(Region segmentation data)
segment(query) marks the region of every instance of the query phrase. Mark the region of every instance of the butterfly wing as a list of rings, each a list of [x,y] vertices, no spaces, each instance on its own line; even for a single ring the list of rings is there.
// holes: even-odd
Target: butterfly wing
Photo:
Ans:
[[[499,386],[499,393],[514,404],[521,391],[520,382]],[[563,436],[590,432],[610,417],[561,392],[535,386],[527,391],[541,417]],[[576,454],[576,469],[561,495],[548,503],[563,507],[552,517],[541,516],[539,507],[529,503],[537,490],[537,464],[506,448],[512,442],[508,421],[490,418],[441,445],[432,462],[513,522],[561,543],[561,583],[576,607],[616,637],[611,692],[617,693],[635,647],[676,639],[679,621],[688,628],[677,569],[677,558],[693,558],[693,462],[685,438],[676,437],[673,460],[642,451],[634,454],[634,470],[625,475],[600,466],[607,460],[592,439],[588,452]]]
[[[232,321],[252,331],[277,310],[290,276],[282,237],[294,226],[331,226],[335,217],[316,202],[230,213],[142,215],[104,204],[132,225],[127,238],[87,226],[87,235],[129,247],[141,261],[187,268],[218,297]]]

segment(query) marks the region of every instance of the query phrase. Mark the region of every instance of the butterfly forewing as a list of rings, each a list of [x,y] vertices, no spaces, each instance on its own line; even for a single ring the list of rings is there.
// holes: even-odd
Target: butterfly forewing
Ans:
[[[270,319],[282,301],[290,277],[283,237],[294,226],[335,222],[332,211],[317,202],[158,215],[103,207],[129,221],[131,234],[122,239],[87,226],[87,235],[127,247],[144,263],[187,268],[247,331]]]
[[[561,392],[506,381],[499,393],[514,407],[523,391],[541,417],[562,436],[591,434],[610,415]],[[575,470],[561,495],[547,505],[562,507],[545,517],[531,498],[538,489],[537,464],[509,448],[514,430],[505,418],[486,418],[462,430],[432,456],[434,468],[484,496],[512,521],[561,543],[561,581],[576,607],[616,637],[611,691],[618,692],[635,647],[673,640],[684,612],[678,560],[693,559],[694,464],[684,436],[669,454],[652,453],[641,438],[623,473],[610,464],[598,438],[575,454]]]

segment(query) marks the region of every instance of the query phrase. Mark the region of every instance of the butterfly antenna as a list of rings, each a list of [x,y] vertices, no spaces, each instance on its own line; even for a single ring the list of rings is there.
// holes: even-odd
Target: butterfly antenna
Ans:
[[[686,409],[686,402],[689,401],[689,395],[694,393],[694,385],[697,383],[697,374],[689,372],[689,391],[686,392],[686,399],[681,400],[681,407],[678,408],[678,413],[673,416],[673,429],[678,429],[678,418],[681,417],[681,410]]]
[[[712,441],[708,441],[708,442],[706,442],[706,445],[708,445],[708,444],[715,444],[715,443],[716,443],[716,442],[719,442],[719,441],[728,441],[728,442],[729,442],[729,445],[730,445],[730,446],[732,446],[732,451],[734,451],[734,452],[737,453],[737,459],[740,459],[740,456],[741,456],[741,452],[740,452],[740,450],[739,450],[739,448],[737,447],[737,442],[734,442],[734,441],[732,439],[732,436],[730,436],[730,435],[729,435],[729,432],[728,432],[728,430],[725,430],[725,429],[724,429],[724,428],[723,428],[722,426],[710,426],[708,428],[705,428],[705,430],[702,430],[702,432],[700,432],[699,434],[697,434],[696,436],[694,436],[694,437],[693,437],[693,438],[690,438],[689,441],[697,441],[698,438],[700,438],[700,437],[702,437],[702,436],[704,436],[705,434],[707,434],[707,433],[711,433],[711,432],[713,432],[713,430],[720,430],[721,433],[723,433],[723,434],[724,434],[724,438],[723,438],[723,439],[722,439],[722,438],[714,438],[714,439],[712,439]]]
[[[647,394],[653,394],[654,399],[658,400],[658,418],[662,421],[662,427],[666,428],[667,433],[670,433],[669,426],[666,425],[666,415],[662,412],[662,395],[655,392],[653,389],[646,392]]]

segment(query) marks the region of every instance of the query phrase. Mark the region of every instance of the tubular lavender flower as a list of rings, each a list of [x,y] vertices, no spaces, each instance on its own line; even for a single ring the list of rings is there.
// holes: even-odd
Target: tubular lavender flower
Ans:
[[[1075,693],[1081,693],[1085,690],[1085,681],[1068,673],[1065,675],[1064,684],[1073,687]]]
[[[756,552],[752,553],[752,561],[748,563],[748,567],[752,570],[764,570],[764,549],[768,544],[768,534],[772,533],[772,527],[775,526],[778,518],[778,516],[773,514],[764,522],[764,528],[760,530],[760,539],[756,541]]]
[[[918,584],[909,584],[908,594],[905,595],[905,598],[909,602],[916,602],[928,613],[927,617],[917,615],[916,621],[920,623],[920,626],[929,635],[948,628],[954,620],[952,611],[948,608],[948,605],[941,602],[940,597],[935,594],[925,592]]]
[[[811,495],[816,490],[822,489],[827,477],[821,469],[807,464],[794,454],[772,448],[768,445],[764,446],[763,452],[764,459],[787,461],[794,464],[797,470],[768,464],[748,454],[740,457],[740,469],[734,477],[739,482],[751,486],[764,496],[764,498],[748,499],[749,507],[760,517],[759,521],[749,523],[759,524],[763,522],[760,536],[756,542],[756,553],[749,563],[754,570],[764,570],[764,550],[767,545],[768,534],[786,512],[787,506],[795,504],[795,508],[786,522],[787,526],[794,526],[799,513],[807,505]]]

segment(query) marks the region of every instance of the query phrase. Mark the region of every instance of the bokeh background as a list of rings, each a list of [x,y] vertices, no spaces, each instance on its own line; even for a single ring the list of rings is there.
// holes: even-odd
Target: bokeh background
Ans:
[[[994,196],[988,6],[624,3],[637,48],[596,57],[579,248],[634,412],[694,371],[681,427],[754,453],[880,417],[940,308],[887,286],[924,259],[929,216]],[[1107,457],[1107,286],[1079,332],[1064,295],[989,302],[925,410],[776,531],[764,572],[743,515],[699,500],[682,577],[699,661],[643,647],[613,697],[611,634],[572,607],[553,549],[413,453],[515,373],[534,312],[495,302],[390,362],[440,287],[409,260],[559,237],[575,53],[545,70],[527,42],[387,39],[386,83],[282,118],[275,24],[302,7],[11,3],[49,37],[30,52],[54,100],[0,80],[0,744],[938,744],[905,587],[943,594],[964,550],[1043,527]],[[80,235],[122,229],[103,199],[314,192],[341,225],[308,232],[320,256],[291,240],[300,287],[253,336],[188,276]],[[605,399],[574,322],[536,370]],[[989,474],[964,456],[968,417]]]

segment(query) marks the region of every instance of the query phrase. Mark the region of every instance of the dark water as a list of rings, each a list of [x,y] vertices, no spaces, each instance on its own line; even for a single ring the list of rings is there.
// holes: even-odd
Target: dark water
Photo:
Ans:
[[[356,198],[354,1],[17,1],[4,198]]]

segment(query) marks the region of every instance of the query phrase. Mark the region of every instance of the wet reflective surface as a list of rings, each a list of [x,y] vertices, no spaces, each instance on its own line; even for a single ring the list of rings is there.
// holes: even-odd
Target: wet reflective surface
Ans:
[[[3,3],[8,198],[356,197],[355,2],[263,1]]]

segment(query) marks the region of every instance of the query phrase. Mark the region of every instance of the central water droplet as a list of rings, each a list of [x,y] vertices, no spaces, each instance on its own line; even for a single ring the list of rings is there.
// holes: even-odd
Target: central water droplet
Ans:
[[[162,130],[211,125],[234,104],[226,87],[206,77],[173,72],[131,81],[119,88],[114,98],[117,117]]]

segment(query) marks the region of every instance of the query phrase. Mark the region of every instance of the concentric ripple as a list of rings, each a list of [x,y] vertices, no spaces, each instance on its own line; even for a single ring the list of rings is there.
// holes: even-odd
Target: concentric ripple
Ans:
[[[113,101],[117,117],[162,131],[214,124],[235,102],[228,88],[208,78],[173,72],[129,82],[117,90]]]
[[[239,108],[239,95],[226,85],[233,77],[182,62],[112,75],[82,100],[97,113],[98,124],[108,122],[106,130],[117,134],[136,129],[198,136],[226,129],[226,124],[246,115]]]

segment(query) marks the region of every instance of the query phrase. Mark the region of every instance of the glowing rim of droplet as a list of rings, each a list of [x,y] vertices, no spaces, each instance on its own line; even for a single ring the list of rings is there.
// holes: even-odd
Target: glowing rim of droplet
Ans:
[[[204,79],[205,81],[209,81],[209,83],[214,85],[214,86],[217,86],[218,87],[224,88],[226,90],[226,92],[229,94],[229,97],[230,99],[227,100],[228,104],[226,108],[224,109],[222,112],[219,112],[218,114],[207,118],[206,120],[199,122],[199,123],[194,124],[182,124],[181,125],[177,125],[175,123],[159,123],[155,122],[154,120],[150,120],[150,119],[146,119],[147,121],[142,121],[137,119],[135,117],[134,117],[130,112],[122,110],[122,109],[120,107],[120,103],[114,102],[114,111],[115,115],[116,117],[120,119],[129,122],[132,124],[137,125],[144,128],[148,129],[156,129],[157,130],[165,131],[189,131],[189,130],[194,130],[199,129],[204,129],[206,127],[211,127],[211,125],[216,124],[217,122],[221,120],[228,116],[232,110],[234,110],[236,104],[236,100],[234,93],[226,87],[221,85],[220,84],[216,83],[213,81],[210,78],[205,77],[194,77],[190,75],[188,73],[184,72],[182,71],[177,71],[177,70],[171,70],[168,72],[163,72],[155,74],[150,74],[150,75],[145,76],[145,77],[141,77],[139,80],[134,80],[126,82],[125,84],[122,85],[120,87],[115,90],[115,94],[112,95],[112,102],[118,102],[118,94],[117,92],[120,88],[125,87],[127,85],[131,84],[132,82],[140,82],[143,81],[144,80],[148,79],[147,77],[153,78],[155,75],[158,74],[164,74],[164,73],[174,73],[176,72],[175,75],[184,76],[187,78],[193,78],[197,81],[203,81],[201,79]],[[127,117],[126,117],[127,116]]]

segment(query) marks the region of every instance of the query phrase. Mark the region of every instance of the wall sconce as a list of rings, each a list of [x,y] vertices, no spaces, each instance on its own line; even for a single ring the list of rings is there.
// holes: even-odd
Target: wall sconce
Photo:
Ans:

* _What is being asked_
Can you replace "dark water" with "still water" in the lines from the one containing "of the dark" through the one containing "[[[356,198],[354,1],[17,1],[4,198]]]", leaving everything else unchanged, and give back only those lines?

* _Worked solution_
segment(query) marks the region of every instance of the query phrase. Mark the region of every instance of the still water as a list of rings, each a list of [x,y] vertices, no spaces, each instance on its own line; even for a single ring the list of rings is there.
// holes: even-odd
Target: still water
Photo:
Ans:
[[[356,198],[354,1],[17,1],[4,198]]]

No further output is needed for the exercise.